▶ _ARTICLE_

○ ○ ○

LoP is a 4x space strategy with turn-based gameplay and real time combat, with the standard planet colonization, research and diplomacy as most of the games from the genre. There is little to no need to eXpand on that issue (harr,harr!), so we can start with the critics right away. It is obvious that the developers wanted the players to follow a set progress throughout the game, starting with humans, divided in four episodes, then continuing wit two other alien factions. In our humble opinion, all 4x space strategy games should set the playground and let player how to progress within that sandbox. Story? In a 4x space strategy? Campaigns? We’ll pass, please, thank you very much.
It surely doesn’t help that the story itself – as much as we were able to witness – is on the level of something a 4th grader might write. The initial intro, attack of mysterious aliens (was it meant to be a black screen with screaming people, or is it another bug? we might never know for sure) and a tiny surviving fraction of human race is hurled into a far corner of galaxy, Battlestar Galactica style, to rebuild everything from the scratch. This is also your tutorial for the start, and sadly, it is as far as we got in several hours of gameplay.
The ship customization seemed like a promising feature.
Did we mention that the game is buggy as hell? It can’t be emphasized enough. We experienced a lot of CTD’s, frozen screens, getting stuck in some views and being unable to move and thus being forced to restart the entire game. But when we didn’t get those, the tutorial was doing its best to confuse us and be as piss-poor as it only can be. No biggie, you’ll say, you are experienced in the genre, you will figure it out or guess it on your own. No worries, the tutorial will have you on your knees, sooner or later. Trust us, instead of paying good money to experience this pain first hand.
Even though the game enables the movement of the camera in 3D space, the gameplay in Legends of Pegasus is in 2D. Once you have colonized your first planet, you may start building it up and start doing some research. Research is confusing, insufficiently explained and more of a “let see if I get lucky” affair. But the first and only mission/tutorial will eventually break your neck and spoil all the fun you might experience. There are virtually several game breaking bugs in the starting tutorial (aside the fact that tutorial itself is pretty much useless and uninformative) that will make you drop out of the game. These, by the way, are not isolated cases, the forums are full with reports from players that were unable to go past the first human mission. It is almost impossible to catch them all, much like the elusive Pokemons, so we’ll stick to only some bugs we can recall from the top of our head. The portraits aka “talking heads” stick around into the sequences and do not blend out. Clicking on a bigger planet will often transfer you inside the planet (which makes the planet “disappear”) and you have to zoom out to see the planet. You can also quite comfortably zoom inside planets from time to time. Selecting ships themselves is often a chore and sometimes the classic drag and select won’t work, for whatever inexplicable reason, and you will have to shift+click single ships into a fleet. Selecting a fleet also doesn’t work as it should. At the very beginning of the game a player should be able to set up the turns to run automatically until something happens (completed construction, research done), but there is no such feature. Oh, and if you try to skip the sequences, expect to break the game or even CTD.
Story is told in drawn slides, attempting to give the game an “artistic” touch. Hard to say what is worse, the story or the sequences.

○ ○ ○

Which bugs does the game review above list after saying it will "stick to only some bugs we can recall from the top of our head"? Give every one, leaving out the missing automatic-turn feature.

○ ○ ○

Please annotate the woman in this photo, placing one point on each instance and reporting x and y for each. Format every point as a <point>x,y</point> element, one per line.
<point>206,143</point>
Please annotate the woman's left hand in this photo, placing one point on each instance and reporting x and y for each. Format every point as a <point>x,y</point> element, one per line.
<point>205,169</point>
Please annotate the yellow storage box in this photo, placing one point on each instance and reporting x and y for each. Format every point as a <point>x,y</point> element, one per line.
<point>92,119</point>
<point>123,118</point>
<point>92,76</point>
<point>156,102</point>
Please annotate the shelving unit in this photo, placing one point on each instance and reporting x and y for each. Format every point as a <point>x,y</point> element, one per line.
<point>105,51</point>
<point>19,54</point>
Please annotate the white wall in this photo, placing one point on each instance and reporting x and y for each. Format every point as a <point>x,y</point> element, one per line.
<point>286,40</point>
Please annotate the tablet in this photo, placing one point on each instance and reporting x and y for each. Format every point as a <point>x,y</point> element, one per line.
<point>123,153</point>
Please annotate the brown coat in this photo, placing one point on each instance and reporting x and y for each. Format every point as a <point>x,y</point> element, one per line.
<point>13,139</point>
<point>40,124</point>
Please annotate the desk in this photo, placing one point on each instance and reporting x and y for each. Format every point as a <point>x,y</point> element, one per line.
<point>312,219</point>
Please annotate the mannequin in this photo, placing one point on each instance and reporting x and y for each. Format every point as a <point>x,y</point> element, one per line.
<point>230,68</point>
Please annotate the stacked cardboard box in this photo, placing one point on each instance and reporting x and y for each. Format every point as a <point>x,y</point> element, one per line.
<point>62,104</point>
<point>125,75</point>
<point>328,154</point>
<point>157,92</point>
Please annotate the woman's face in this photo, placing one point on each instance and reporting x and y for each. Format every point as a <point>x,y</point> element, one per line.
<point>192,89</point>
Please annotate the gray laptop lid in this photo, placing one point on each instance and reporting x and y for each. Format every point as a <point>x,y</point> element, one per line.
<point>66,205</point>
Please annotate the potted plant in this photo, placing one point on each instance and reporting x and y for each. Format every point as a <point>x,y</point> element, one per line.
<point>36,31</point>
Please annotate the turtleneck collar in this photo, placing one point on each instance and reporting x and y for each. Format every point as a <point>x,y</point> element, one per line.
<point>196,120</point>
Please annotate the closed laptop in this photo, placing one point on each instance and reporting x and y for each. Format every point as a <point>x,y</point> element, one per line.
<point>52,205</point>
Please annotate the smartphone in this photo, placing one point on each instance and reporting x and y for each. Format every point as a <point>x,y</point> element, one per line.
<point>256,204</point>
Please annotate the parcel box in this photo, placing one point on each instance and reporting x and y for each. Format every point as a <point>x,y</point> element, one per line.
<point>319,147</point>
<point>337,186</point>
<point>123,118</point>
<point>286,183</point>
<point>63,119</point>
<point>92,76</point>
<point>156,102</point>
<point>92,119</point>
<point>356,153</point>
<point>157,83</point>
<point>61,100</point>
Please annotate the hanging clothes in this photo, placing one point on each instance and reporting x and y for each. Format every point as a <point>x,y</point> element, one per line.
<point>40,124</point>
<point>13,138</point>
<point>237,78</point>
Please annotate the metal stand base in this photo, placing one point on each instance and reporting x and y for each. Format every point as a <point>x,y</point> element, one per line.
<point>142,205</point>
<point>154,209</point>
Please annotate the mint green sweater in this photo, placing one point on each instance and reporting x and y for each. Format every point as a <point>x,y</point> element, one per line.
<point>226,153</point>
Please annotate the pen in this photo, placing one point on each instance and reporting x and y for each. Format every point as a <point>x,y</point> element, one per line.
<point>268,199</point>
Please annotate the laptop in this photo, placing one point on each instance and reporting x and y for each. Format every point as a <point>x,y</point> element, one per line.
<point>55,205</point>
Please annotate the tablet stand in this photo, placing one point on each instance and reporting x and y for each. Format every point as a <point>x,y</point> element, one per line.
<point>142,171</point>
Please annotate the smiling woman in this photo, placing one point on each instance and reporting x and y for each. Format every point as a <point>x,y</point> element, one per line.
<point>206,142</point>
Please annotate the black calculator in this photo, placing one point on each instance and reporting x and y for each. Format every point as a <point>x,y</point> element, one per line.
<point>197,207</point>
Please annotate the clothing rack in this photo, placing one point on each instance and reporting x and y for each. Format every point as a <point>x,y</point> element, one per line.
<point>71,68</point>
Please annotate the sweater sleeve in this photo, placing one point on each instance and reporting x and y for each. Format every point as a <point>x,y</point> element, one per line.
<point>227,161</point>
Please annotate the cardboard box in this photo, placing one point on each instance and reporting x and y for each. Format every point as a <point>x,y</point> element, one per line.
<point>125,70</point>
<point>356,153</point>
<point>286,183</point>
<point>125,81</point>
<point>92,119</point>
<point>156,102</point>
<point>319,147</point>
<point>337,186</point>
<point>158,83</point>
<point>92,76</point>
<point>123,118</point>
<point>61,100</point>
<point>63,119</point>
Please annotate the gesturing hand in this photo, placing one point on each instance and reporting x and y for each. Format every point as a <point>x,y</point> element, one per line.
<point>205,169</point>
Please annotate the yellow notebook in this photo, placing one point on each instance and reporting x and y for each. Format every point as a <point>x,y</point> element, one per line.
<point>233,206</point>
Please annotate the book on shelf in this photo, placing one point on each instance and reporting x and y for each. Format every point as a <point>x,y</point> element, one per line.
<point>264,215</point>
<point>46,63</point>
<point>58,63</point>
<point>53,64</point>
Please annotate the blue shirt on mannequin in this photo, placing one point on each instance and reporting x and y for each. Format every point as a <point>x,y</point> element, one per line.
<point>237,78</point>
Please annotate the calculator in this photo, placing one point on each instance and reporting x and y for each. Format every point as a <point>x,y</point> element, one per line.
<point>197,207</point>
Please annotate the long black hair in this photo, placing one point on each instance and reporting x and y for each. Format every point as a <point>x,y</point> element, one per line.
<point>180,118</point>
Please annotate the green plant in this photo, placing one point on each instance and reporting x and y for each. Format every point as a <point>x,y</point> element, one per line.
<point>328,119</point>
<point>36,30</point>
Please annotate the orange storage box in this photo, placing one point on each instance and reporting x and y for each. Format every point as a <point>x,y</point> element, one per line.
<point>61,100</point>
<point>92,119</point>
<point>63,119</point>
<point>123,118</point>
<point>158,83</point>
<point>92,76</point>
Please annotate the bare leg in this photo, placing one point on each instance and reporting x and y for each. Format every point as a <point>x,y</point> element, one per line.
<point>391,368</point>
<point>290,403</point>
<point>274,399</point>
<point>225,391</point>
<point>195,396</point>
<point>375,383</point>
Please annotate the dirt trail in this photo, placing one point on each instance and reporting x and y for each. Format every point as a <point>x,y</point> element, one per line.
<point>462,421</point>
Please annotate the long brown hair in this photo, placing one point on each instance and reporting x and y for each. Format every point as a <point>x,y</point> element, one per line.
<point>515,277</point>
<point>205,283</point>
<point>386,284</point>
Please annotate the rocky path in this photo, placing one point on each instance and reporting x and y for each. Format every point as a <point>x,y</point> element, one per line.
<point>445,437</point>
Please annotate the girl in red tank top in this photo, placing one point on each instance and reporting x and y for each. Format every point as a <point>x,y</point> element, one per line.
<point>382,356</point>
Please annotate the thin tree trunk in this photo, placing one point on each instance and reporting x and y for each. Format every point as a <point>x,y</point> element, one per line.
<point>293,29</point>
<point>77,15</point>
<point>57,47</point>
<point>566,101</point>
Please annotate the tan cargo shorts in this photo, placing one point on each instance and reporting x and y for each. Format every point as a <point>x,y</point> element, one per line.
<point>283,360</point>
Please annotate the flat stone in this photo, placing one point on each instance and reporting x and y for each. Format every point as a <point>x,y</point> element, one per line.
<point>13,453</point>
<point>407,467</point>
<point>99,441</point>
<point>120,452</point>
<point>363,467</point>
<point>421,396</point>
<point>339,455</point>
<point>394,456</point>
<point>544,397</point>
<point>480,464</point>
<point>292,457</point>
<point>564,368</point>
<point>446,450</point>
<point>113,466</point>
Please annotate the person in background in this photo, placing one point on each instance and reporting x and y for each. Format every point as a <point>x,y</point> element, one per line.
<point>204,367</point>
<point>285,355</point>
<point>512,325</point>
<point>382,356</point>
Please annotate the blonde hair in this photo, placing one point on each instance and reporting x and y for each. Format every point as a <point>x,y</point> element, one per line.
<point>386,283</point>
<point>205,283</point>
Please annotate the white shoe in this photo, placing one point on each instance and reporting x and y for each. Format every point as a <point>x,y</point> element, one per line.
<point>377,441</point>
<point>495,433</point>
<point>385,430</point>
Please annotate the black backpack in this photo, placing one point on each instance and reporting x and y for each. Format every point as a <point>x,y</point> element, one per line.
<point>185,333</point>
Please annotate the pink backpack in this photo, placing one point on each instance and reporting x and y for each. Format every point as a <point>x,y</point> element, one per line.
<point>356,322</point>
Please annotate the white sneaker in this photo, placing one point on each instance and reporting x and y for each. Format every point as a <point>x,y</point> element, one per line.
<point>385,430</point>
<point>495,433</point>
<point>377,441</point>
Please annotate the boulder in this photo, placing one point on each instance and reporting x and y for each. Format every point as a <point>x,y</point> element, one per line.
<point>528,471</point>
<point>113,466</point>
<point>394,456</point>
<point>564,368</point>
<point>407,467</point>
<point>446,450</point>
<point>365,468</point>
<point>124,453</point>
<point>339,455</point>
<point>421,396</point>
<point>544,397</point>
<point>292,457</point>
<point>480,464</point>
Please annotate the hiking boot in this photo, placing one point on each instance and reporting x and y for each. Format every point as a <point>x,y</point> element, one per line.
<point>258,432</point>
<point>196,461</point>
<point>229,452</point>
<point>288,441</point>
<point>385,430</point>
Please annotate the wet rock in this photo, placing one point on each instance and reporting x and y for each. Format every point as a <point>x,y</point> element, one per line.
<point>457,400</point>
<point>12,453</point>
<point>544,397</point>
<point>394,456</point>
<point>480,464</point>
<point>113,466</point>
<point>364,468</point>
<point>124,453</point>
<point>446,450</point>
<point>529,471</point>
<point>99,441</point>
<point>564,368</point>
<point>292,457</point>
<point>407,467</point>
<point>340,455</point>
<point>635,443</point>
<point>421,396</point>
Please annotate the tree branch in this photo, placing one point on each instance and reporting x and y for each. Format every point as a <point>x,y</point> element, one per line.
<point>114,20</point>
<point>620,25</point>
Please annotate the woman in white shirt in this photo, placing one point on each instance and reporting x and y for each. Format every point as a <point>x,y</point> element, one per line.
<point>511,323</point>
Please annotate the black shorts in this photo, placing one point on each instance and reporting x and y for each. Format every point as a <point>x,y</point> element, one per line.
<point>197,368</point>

○ ○ ○

▶ _FINAL ANSWER_
- The portraits ("talking heads") stick around into the sequences and do not blend out.
- Clicking on a bigger planet often transfers you inside it, so the planet "disappears" and you have to zoom out to see it.
- You can zoom inside planets from time to time.
- Selecting ships is often a chore. Sometimes drag-and-select won't work, and you have to shift+click single ships into a fleet.
- Selecting a fleet doesn't work as it should.
- Trying to skip the sequences can break the game or even cause a CTD.